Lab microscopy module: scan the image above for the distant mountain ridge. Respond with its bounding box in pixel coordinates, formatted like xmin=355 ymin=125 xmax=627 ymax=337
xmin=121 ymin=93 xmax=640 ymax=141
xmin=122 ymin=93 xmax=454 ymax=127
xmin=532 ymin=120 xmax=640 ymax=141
---
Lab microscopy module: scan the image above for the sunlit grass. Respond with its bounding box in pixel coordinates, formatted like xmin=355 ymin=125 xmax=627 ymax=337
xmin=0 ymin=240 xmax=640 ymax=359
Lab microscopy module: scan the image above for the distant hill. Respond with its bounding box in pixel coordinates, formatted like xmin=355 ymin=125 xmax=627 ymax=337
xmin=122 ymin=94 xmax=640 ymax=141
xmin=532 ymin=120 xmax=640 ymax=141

Problem details => Rewrite the material starting at the line containing "the distant mountain" and ending at the line containing "xmin=122 ymin=93 xmax=454 ymax=127", with "pixel coordinates" swapped for "screen coordinates" and everything else left as it is.

Task result =>
Lab microscopy module: scan the image above for the distant mountain ridge. Respond with its bounding box in screen coordinates, formatted like xmin=355 ymin=125 xmax=627 ymax=337
xmin=121 ymin=93 xmax=640 ymax=141
xmin=122 ymin=93 xmax=454 ymax=127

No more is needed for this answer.